◆ **EXERCISE GOAL**
Quote the lines from the one containing "target: black glove" up to and including the one containing "97 L 60 101", reproducing every character unchanged.

◆ **DATA TO PROCESS**

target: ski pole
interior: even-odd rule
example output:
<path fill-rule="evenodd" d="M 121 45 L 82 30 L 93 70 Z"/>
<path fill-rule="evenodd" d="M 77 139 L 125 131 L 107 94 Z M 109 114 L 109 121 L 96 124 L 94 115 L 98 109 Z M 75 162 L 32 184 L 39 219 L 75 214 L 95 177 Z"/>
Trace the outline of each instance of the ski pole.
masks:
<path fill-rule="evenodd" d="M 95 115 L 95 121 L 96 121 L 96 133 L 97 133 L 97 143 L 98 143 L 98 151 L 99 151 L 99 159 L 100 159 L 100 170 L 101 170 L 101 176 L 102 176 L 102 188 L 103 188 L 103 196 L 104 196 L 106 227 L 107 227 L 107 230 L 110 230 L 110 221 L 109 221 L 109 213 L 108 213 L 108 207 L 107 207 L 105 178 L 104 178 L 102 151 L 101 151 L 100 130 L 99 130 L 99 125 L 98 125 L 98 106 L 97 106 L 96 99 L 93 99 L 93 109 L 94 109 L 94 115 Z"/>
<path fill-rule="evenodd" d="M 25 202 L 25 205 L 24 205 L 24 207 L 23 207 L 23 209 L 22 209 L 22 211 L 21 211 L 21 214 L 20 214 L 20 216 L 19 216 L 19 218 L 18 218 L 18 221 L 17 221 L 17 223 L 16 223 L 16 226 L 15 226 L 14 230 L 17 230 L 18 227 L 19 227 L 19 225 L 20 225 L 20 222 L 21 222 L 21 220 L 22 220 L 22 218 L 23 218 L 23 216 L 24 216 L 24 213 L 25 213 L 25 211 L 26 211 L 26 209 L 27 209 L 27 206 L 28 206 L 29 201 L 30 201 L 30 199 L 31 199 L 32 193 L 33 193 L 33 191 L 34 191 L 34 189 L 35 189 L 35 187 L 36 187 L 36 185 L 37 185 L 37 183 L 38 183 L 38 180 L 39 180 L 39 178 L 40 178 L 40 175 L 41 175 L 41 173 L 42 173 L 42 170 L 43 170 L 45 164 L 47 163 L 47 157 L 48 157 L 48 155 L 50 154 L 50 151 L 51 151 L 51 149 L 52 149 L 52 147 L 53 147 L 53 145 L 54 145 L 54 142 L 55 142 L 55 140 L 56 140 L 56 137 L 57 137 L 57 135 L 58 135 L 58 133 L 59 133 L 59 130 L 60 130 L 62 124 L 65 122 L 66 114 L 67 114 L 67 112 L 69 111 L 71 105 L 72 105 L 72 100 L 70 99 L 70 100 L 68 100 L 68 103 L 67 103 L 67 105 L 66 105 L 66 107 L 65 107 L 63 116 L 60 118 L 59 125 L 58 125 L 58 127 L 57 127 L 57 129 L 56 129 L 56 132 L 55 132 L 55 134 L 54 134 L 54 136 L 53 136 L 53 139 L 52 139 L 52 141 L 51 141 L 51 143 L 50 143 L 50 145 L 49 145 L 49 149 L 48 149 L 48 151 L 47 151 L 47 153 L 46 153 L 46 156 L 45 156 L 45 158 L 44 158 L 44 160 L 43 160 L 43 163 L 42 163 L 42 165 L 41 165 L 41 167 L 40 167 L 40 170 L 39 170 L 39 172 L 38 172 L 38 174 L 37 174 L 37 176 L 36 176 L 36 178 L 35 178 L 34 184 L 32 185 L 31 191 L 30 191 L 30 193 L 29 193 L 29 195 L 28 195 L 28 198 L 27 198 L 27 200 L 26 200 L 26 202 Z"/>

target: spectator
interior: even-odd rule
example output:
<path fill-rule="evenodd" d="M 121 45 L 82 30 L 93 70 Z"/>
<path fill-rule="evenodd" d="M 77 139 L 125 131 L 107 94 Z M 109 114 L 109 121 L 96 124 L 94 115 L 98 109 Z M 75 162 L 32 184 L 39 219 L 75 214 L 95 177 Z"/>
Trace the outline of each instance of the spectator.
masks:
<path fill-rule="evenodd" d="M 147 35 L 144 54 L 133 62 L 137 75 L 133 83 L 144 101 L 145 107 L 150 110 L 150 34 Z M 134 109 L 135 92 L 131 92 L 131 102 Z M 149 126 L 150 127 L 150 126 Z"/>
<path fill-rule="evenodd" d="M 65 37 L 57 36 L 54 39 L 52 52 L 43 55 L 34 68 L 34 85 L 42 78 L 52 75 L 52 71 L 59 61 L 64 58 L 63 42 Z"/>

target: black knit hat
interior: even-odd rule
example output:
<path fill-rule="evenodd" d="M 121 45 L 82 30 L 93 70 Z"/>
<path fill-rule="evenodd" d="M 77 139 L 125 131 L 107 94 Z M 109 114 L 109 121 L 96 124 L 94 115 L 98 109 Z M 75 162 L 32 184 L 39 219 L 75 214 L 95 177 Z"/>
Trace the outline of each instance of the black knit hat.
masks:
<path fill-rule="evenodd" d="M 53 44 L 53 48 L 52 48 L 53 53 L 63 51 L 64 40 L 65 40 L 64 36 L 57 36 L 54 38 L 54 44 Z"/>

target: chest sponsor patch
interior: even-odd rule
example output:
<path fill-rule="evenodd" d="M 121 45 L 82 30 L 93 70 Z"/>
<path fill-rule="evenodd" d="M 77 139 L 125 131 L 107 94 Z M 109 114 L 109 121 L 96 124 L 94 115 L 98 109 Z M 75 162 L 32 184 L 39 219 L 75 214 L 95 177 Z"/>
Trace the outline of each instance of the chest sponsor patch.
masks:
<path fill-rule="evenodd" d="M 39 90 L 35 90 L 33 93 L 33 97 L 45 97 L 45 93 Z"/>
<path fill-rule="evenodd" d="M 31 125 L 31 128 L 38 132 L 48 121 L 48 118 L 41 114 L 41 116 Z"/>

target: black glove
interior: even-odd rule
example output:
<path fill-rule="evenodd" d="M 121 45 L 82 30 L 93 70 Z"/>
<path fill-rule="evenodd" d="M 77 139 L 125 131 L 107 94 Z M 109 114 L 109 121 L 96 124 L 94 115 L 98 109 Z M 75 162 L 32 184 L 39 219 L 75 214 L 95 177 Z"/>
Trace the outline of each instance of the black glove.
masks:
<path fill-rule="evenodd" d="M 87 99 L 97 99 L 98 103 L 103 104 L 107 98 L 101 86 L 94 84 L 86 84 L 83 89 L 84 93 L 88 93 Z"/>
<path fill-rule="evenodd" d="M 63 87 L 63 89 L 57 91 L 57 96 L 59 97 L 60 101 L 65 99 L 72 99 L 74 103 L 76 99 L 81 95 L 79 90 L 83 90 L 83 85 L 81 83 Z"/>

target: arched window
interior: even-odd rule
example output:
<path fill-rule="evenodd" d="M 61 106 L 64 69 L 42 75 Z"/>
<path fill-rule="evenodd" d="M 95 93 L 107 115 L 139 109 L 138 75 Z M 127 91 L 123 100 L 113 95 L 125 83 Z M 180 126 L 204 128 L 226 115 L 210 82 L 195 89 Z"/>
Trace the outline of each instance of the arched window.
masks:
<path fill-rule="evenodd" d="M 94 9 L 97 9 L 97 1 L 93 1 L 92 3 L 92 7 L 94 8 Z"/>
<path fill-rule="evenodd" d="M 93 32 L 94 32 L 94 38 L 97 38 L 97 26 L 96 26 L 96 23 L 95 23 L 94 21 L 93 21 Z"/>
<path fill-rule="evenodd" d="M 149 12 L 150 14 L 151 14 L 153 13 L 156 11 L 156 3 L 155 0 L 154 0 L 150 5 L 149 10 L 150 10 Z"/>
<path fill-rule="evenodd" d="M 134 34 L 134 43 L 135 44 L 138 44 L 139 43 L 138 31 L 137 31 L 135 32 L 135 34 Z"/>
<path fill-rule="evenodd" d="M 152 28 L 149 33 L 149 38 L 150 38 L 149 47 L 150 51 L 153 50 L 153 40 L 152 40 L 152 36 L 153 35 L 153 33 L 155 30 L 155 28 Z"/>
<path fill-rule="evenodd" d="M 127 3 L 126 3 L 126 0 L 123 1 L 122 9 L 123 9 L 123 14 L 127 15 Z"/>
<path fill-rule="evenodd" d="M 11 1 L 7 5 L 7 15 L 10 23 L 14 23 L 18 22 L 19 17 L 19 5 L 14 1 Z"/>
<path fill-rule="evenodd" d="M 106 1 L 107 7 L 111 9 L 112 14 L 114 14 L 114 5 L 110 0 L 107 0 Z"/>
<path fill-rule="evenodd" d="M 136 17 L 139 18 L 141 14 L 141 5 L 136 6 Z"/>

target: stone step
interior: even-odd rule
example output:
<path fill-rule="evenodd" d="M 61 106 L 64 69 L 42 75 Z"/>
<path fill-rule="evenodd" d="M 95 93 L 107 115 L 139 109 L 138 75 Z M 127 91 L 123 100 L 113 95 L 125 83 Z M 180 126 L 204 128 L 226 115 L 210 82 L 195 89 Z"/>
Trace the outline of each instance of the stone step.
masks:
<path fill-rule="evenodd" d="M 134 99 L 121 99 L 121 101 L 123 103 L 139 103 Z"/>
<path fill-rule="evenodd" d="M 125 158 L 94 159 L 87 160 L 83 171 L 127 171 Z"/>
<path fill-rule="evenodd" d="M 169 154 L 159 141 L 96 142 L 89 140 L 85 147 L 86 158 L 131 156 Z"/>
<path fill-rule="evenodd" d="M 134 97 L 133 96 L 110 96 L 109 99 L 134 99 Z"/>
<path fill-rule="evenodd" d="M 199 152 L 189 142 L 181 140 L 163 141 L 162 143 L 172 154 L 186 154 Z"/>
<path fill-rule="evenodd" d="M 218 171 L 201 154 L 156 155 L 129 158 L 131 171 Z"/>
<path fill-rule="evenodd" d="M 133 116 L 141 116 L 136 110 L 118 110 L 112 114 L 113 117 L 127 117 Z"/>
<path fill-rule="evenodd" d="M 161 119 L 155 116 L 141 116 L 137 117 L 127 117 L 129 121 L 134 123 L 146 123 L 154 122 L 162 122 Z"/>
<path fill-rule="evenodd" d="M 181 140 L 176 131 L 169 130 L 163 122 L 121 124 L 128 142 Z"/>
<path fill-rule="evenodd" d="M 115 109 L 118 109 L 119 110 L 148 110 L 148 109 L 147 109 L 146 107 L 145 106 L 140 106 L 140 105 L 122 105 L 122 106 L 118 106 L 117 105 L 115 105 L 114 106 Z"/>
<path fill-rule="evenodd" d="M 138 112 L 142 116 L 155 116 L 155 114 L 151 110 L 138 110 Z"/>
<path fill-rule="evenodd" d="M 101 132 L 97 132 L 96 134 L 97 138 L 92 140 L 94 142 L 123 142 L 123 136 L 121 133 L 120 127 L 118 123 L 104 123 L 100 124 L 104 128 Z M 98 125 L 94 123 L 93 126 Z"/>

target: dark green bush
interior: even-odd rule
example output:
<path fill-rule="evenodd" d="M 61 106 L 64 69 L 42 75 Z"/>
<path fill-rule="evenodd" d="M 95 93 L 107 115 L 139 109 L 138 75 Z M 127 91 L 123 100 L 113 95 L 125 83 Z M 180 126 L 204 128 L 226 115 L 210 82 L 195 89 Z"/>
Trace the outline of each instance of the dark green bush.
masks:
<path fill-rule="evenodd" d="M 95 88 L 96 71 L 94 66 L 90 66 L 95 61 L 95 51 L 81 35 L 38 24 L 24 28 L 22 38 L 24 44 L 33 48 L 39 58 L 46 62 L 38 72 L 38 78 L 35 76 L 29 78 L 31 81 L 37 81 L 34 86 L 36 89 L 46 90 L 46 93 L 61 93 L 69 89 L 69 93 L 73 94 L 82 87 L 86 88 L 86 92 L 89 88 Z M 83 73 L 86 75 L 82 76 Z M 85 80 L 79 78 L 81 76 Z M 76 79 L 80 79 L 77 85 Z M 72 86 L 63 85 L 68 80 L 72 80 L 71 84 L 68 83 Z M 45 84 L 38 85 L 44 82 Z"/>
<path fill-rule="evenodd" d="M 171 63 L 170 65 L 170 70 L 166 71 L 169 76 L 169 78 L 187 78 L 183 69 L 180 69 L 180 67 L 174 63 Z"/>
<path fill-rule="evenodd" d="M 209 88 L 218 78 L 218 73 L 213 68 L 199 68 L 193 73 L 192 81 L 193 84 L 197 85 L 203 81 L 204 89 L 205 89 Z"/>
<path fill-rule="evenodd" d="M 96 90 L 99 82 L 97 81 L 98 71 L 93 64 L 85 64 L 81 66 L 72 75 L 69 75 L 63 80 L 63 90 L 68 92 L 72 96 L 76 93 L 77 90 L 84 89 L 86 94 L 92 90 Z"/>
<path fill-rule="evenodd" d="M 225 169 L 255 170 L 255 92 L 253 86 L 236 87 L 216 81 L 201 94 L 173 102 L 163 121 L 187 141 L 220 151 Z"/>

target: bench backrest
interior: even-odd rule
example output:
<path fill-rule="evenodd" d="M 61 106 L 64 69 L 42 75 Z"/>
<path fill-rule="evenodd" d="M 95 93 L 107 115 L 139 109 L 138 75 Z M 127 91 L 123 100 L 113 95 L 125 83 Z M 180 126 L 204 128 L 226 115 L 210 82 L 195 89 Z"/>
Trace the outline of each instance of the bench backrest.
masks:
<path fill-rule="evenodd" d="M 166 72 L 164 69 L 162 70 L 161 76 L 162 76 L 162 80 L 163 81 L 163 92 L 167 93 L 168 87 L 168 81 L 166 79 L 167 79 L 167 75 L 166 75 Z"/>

◆ **EXERCISE ANSWER**
target: black glove
interior: even-odd rule
example output:
<path fill-rule="evenodd" d="M 121 45 L 82 30 L 93 70 Z"/>
<path fill-rule="evenodd" d="M 77 139 L 125 131 L 107 94 Z M 109 114 L 109 121 L 96 124 L 94 115 L 98 109 Z M 75 162 L 32 184 L 39 219 L 75 214 L 95 177 Z"/>
Trace the outline of each instance of the black glove.
masks:
<path fill-rule="evenodd" d="M 87 99 L 97 99 L 98 103 L 103 104 L 107 98 L 101 86 L 94 84 L 86 84 L 83 89 L 84 93 L 88 93 Z"/>
<path fill-rule="evenodd" d="M 63 87 L 63 89 L 57 91 L 57 96 L 59 97 L 60 101 L 65 99 L 72 99 L 74 103 L 76 99 L 81 95 L 79 90 L 83 90 L 83 85 L 81 83 Z"/>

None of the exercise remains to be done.